This work proposes the use of pseudo-color cochleagram image of sound signals for feature extraction for robust acoustic event recognition. A cochleagram is a variation of the spectrogram. It utilizes a gammatone filter and has been shown to better reveal spectral information. We propose mapping of the grayscale cochleagram image to higher dimensional color space for improved characterization from environmental noise. The resulting time-frequency representation is referred as pseudo-color cochleagram image and the resulting feature, which captures the statistical distribution, as pseudo-color cochleagram image feature (PC-CIF). In addition, sequential backward feature selection is applied for selecting the most useful feature dimensions, thereby reducing the feature dimension and improving the classification performance. We evaluate the effectiveness of the proposed methods using two classifiers, k-nearest neighbor and support vector machines. The performance is evaluated on a dataset containing 50 sound classes, taken from the Real World Computing Partnership Sound Scene Database in Real Acoustical Environments, with the addition of environmental noise at various signal-to-noise ratios. The experimental results show that the proposed techniques give significant improvement in classification performance over baseline methods. The most improved results were observed at low signal-to-noise ratios.
- Acoustic event recognition
- Sequential backward feature selection
- Support vector machines
- Time-frequency image

• Written tasks:
1 > In the abstract on acoustic event recognition, which two classifiers are used to evaluate the proposed methods?
2 > From the entries, copy the lines verbatim, starting at the line that contains "outline --target=green lawn" and stopping after the line that contains "Mark the region of every instance of the green".

• Data shown:
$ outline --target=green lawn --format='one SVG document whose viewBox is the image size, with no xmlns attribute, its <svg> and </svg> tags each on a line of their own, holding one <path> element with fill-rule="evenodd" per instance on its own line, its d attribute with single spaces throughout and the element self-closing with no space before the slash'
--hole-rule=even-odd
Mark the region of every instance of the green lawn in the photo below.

---

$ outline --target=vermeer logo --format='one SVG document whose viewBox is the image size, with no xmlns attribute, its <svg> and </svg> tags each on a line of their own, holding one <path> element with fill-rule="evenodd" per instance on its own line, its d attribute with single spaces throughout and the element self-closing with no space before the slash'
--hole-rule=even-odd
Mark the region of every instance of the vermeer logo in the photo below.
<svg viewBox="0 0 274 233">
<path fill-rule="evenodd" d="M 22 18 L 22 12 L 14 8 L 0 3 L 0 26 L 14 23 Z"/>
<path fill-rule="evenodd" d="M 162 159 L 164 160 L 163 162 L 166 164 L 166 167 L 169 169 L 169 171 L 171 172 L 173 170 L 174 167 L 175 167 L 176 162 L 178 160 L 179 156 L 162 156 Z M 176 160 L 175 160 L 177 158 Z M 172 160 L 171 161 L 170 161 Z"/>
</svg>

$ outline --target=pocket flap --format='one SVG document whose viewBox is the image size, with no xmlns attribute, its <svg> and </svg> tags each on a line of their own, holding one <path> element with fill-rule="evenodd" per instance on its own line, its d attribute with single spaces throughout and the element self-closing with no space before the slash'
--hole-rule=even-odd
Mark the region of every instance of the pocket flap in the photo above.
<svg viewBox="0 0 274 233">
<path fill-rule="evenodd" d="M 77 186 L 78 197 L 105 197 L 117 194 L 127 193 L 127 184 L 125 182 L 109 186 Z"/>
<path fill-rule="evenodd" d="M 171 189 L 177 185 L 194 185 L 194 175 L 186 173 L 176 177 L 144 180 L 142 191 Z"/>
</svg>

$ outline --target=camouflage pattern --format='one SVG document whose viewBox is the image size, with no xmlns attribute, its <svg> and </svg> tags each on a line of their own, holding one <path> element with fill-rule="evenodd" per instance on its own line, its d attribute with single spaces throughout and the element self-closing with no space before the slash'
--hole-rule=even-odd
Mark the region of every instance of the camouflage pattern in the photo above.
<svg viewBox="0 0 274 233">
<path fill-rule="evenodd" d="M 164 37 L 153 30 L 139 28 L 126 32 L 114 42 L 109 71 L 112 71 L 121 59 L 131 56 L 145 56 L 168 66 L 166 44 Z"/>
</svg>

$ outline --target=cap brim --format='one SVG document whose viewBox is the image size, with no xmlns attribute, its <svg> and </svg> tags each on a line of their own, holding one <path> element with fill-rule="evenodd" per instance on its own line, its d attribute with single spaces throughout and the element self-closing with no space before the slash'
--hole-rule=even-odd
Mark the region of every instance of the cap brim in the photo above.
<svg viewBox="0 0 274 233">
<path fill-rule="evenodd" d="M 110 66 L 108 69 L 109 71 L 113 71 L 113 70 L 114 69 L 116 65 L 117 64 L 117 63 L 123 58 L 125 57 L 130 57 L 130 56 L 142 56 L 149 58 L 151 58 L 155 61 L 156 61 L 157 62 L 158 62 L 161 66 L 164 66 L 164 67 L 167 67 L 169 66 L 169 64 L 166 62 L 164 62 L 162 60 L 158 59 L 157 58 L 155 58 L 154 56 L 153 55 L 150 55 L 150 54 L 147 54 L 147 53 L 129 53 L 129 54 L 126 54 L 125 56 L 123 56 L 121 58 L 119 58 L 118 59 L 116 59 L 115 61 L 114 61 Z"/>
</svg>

* * *

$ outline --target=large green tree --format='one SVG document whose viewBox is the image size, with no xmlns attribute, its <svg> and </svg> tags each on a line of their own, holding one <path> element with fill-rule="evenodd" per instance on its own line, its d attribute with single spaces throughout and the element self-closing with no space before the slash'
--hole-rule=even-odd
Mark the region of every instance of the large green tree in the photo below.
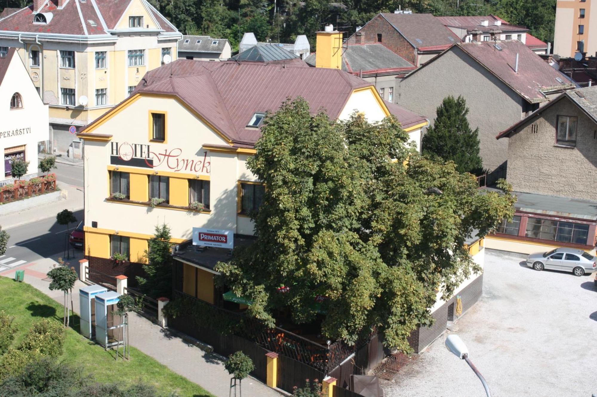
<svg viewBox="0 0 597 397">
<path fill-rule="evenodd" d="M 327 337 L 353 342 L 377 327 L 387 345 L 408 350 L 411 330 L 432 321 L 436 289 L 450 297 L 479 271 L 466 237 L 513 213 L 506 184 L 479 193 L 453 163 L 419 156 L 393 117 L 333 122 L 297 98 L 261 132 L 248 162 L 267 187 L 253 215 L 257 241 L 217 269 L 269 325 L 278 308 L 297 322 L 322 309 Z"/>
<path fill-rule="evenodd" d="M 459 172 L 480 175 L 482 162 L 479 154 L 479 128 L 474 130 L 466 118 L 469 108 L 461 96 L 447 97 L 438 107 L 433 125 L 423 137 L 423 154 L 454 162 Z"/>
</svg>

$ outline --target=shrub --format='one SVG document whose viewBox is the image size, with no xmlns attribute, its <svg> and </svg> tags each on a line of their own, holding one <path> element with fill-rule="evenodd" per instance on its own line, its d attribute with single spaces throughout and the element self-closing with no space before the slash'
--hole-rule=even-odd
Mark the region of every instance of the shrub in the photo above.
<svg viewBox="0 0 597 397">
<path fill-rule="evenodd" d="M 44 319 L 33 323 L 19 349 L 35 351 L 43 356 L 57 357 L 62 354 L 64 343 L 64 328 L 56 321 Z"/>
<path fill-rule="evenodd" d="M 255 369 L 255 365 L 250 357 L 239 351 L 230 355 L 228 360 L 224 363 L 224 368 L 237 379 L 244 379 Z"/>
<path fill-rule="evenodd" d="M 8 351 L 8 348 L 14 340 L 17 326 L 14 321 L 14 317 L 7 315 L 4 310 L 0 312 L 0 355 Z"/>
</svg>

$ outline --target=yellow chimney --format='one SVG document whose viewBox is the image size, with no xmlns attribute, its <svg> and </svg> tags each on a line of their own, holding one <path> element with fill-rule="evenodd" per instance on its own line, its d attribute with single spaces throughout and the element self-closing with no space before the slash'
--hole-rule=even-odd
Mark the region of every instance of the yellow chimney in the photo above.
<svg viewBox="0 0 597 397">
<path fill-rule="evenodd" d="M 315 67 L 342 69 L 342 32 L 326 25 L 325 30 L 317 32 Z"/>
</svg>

• Per-task outputs:
1 > k-nearest neighbor and support vector machines

2 >
$ outline --target=green lawn --format='one SVG document whose viewBox is the image size, with no xmlns attribute, its <svg> and </svg> tags each on a line of their own, holding one <path> element with fill-rule="evenodd" per instance on its own line, its d attribute with single spaces throughout and the element self-closing with no space before the slash'
--hole-rule=even-odd
Mark the region of every instance of the green lawn in the photo below.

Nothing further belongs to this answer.